Exercise directions: Please reproduce word for word the passage of the review of While You Sleep from "Fair to say" to "get enough sleep?".
### Selection ###
The experience of While You Sleep is total, inescapable. It is mesmerizing, perplexing, captivating and frustrating, just like a dream.

What happens when we sleep? Do we drop into a deep, dark sleep? Does the brain re-live the events, the anxieties and pleasures of the day? Do we remember the themes and pathways of our sleep?

Fair to say that every member of the audiences at this CIMF presentation could identify with at least some of the dimensions raised in the intermedia theatre work While You Sleep, a collaboration by interdisciplinary artist Sal Cooper and composer/sound artist Kate Neal. We all experience the disorderly process of sleep, the random disconnectiveness of the elements of our sleep, the frustration at not being able to summon clear recall of the elements of sleep. And do we ever get enough sleep?

Composer Kate Neal

While You Sleep explores these elements, and more, through an interrogation of the Fugue (literally, ‘fuga’ = flight). Even non-musicians can follow the orderly process of Bach’s monumental 48 Preludes and Fugues, “an expression of ordered precision and complexity,” as Cooper and Neal explain them. But few of us recognise the Fugue in its other guise: as “a [psychological] experience of indeterminate absence”.

At the heart of their work, Cooper and Neal examine “the inherent contradiction and tension” between these two polarities, exploring “the selective truth of memory, with the compelling possibilities of delusion”.

Cooper and Neal had worked on many projects before looking closely at the Fugue. This gave them a rich world of metaphors to explore and provided a starting point for two years of deep and rewarding research.
### Excerpted data ###
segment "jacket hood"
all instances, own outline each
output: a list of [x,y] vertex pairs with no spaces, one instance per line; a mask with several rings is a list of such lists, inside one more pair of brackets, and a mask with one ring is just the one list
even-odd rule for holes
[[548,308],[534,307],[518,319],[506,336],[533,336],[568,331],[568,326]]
###
The answer:
Fair to say that every member of the audiences at this CIMF presentation could identify with at least some of the dimensions raised in the intermedia theatre work While You Sleep, a collaboration by interdisciplinary artist Sal Cooper and composer/sound artist Kate Neal. We all experience the disorderly process of sleep, the random disconnectiveness of the elements of our sleep, the frustration at not being able to summon clear recall of the elements of sleep. And do we ever get enough sleep?